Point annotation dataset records
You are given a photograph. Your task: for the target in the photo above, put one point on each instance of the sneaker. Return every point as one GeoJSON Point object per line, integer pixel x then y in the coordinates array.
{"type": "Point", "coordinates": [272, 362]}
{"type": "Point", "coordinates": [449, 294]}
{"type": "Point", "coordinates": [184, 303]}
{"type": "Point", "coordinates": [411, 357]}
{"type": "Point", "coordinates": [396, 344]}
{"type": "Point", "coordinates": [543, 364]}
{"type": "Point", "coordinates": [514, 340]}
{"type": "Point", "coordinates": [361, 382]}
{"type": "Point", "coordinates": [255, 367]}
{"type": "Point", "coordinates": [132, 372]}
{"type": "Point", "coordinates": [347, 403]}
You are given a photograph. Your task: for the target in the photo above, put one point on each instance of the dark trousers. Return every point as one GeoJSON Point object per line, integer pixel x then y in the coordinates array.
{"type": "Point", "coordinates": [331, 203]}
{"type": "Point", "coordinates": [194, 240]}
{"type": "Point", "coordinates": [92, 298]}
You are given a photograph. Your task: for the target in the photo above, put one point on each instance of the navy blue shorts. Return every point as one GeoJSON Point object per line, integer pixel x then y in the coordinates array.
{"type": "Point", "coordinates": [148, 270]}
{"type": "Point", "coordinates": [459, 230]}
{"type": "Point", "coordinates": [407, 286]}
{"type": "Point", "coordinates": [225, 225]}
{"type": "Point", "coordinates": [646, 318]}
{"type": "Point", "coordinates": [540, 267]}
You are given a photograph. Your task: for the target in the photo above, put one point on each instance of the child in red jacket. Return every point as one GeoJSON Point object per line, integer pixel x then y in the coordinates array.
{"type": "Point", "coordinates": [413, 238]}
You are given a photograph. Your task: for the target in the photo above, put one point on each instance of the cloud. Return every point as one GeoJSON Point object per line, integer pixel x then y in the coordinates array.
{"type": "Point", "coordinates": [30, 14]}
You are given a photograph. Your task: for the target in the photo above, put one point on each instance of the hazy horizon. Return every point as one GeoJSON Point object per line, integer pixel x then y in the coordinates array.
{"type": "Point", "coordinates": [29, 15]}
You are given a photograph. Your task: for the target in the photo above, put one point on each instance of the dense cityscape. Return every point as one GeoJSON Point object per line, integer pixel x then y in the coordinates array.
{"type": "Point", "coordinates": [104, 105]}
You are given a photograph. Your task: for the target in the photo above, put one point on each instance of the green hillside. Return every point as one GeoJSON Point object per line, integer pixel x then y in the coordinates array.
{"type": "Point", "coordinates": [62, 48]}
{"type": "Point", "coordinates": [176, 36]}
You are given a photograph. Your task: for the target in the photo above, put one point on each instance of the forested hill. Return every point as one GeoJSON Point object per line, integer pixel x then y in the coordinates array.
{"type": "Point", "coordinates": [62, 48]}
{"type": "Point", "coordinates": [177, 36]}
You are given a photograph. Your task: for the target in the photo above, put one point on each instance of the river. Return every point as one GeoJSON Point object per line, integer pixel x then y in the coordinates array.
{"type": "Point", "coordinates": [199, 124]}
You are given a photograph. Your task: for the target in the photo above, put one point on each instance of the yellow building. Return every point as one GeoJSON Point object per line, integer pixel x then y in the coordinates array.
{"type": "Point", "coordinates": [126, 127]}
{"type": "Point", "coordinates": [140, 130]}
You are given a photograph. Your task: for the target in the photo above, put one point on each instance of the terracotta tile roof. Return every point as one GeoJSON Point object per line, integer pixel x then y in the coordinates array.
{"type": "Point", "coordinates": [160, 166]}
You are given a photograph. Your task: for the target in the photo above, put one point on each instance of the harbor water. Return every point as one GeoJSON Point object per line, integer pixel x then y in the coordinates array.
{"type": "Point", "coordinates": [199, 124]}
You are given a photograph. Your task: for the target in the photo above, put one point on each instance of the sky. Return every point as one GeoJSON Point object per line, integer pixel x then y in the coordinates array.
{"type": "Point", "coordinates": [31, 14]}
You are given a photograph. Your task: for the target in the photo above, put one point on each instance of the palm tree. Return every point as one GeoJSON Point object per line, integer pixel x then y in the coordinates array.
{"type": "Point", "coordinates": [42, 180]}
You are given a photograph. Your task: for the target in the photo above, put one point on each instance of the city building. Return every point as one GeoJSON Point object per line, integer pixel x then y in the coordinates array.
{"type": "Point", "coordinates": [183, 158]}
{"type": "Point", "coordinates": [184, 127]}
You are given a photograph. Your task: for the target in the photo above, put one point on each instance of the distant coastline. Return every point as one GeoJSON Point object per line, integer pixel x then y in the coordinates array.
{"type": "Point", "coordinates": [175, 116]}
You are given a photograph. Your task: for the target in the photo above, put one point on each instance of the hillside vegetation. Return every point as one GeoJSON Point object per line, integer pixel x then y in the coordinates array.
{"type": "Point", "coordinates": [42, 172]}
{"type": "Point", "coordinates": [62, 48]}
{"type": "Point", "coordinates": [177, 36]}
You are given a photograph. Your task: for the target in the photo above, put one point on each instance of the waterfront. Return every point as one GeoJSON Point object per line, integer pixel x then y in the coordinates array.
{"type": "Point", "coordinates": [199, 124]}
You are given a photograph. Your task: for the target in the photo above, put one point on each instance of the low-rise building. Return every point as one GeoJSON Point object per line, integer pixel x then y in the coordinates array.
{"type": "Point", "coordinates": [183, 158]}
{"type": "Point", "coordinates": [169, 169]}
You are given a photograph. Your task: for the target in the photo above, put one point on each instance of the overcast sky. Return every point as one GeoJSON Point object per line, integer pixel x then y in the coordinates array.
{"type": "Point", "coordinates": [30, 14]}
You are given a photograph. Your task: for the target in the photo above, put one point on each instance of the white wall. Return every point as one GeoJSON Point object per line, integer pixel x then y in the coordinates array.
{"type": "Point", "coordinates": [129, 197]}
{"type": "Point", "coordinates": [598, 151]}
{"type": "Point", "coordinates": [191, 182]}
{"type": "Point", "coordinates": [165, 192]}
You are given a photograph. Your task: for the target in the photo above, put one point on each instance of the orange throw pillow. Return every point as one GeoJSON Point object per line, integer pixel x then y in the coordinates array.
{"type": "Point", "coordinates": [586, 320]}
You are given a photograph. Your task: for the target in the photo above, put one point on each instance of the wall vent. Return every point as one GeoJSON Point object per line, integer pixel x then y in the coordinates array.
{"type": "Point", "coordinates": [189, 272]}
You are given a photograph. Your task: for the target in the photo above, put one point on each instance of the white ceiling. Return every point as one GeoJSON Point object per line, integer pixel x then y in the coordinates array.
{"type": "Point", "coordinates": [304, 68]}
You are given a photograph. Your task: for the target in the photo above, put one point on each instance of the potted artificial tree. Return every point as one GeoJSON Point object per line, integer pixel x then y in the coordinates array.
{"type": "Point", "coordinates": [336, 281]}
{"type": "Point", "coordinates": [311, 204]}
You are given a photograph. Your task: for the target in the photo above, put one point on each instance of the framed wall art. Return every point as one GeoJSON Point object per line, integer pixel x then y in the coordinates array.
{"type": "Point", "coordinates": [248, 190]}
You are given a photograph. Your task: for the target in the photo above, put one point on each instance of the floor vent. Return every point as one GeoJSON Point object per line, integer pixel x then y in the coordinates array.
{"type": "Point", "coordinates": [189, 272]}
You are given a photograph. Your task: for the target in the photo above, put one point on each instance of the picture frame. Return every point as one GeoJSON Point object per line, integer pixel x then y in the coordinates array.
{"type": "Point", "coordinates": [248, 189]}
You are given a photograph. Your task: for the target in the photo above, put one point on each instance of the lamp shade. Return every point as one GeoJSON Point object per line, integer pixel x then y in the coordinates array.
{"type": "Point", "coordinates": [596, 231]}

- [WHAT TO DO]: Recopy the entries above exactly, with every line included.

- [REPLY]:
You are given a photograph. Your task: for the target in the photo above, put one point on each instance of the sneaker. Return every point as one GeoJSON Point object per line, integer pixel x then y in the coordinates array.
{"type": "Point", "coordinates": [272, 362]}
{"type": "Point", "coordinates": [449, 294]}
{"type": "Point", "coordinates": [184, 303]}
{"type": "Point", "coordinates": [411, 357]}
{"type": "Point", "coordinates": [396, 344]}
{"type": "Point", "coordinates": [543, 364]}
{"type": "Point", "coordinates": [514, 340]}
{"type": "Point", "coordinates": [361, 382]}
{"type": "Point", "coordinates": [255, 367]}
{"type": "Point", "coordinates": [132, 372]}
{"type": "Point", "coordinates": [347, 403]}
You are given a photograph. Your task: for the target in the photo above, put one point on each instance of the dark trousers. Return every point as one GeoJSON Point object per line, integer pixel x then y in the coordinates array.
{"type": "Point", "coordinates": [331, 203]}
{"type": "Point", "coordinates": [194, 240]}
{"type": "Point", "coordinates": [92, 298]}
You are given a photograph. Your task: for the target in the photo above, put one point on each instance of the navy blue shorts. Return every point as one GeoJSON Point object per line, integer pixel x then y in the coordinates array.
{"type": "Point", "coordinates": [148, 270]}
{"type": "Point", "coordinates": [459, 230]}
{"type": "Point", "coordinates": [407, 286]}
{"type": "Point", "coordinates": [225, 225]}
{"type": "Point", "coordinates": [646, 318]}
{"type": "Point", "coordinates": [540, 267]}
You are given a photograph. Your task: for the target in the photo above, put one point on each instance of the child in red jacket. Return every point as one GeoJSON Point object per line, integer pixel x then y in the coordinates array.
{"type": "Point", "coordinates": [413, 238]}
You are given a photograph. Your task: for the target in the photo above, put one point on each instance of the cloud. Return every point as one GeoJSON Point object per line, integer pixel x then y in the coordinates array.
{"type": "Point", "coordinates": [30, 14]}
You are given a photograph. Your task: for the target in the photo above, put one point on each instance of the hazy horizon. Return every point as one GeoJSON Point object per line, integer pixel x then y in the coordinates array.
{"type": "Point", "coordinates": [29, 15]}
You are given a photograph. Your task: for the target in the photo above, put one point on each instance of the dense cityscape. Return every point as one GeoJSON Point object per line, integer pixel x then y in the coordinates array.
{"type": "Point", "coordinates": [104, 105]}
You are given a photograph. Your task: for the target in the photo above, put one point on each instance of the green hillside. Return every point as one GeoJSON Point object per line, integer pixel x then y in the coordinates array.
{"type": "Point", "coordinates": [62, 48]}
{"type": "Point", "coordinates": [176, 36]}
You are given a photograph. Your task: for the target in the photo above, put one point on each instance of the forested hill. Return every point as one GeoJSON Point object per line, integer pixel x then y in the coordinates array.
{"type": "Point", "coordinates": [62, 48]}
{"type": "Point", "coordinates": [177, 36]}
You are given a photograph. Your task: for the target in the photo above, put one point on each instance of the river. Return every point as one GeoJSON Point object per line, integer pixel x then y in the coordinates array.
{"type": "Point", "coordinates": [199, 124]}
You are given a photograph. Your task: for the target in the photo above, put one point on each instance of the yellow building. Return every point as one GeoJSON Point object per line, integer pixel x then y in the coordinates array.
{"type": "Point", "coordinates": [126, 127]}
{"type": "Point", "coordinates": [140, 130]}
You are given a photograph. Your task: for the target in the photo above, put one point on each instance of the terracotta tile roof. Return every point as one GeoJSON Point object per line, integer pixel x then y in the coordinates array.
{"type": "Point", "coordinates": [160, 166]}
You are given a photograph. Your task: for the target in the photo above, put one point on each instance of the harbor water. Return every point as one GeoJSON Point object per line, integer pixel x then y in the coordinates array.
{"type": "Point", "coordinates": [199, 124]}
You are given a photograph. Your task: for the target in the photo above, put one point on each instance of the sky. Return every point as one GeoJSON Point object per line, integer pixel x then y in the coordinates array.
{"type": "Point", "coordinates": [31, 14]}
You are given a photograph. Your task: for the target in the photo above, put one point on each instance of the palm tree. Return every point as one GeoJSON Point object per line, integer pixel x then y in the coordinates array.
{"type": "Point", "coordinates": [42, 180]}
You are given a photograph. Your task: for the target in the photo above, put one point on each instance of the city building. Return every point as one GeoJSON Point object per line, integer pixel x then y in the coordinates array.
{"type": "Point", "coordinates": [183, 158]}
{"type": "Point", "coordinates": [184, 127]}
You are given a photograph. Your task: for the target in the photo above, put one point on each instance of the distant coastline. Return every point as one GeoJSON Point object per line, integer pixel x then y in the coordinates array.
{"type": "Point", "coordinates": [175, 116]}
You are given a photograph. Your task: for the target in the photo above, put one point on each instance of the hillside vegetation. Return every point as one GeoJSON Point object per line, integer pixel x then y in the coordinates array.
{"type": "Point", "coordinates": [42, 172]}
{"type": "Point", "coordinates": [62, 48]}
{"type": "Point", "coordinates": [177, 36]}
You are given a photograph. Your task: for the target in the photo above, put one point on each instance of the waterfront. Return every point as one GeoJSON Point object per line, integer pixel x then y in the coordinates array.
{"type": "Point", "coordinates": [199, 124]}
You are given a photograph. Your task: for the target in the photo above, put one point on each instance of the low-rise building. Return every point as one GeoJSON Point object per line, integer pixel x then y in the coordinates array.
{"type": "Point", "coordinates": [183, 158]}
{"type": "Point", "coordinates": [169, 169]}
You are given a photograph. Your task: for the target in the photo above, put one point on each instance of the overcast sky. Return every point as one GeoJSON Point object per line, integer pixel x then y in the coordinates array.
{"type": "Point", "coordinates": [30, 14]}
You are given a photograph. Your task: for the target in the photo above, put one point on each instance of the white wall. Return every point as one GeoJSON Point object per line, integer pixel x then y in the coordinates array.
{"type": "Point", "coordinates": [129, 197]}
{"type": "Point", "coordinates": [598, 151]}
{"type": "Point", "coordinates": [191, 182]}
{"type": "Point", "coordinates": [165, 192]}
You are given a photograph. Your task: for the target in the photo above, put one point on each instance of the orange throw pillow. Return every point as one GeoJSON Point object per line, integer pixel x then y in the coordinates array.
{"type": "Point", "coordinates": [586, 320]}
You are given a photograph. Your task: for the target in the photo above, put one point on each instance of the wall vent. Return every point as one GeoJSON Point object per line, integer pixel x then y in the coordinates array.
{"type": "Point", "coordinates": [189, 272]}
You are given a photograph. Your task: for the target in the photo above, put one point on each instance of the white ceiling. Return every point as one GeoJSON Point object per line, integer pixel x then y in the coordinates array.
{"type": "Point", "coordinates": [304, 68]}
You are given a photograph. Your task: for the target in the photo above, put one point on each instance of the potted artificial tree. Return every point as one GeoJSON Point object per line, integer pixel x then y in the coordinates array.
{"type": "Point", "coordinates": [336, 281]}
{"type": "Point", "coordinates": [311, 204]}
You are given a photograph. Your task: for the target in the photo above, put one point on each instance of the framed wall art. Return every point as one GeoJSON Point object per line, integer pixel x then y in the coordinates array.
{"type": "Point", "coordinates": [248, 190]}
You are given a photograph. Your task: for the target in the photo above, put one point on each instance of the floor vent. Return every point as one GeoJSON Point object per line, integer pixel x then y in the coordinates array.
{"type": "Point", "coordinates": [189, 272]}
You are given a photograph. Your task: for the target in the photo above, put one point on each instance of the picture frame. Return every point as one GeoJSON Point object per line, integer pixel x then y in the coordinates array.
{"type": "Point", "coordinates": [248, 189]}
You are given a photograph. Your task: for the target in the photo above, put one point on each instance of the lamp shade. Return every point as one GeoJSON Point object per line, integer pixel x then y in the coordinates array.
{"type": "Point", "coordinates": [596, 231]}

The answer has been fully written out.